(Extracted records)

——————————

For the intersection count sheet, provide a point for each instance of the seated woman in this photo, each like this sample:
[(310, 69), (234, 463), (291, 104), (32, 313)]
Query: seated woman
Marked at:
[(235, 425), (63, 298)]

——————————

_Instructions for the task_
Wherever the word "woman" occurs in the data, copy that whole line.

_Your solution_
For the intersection count sheet, provide a point for each instance of the seated woman in this photo, each like this sample:
Query: seated woman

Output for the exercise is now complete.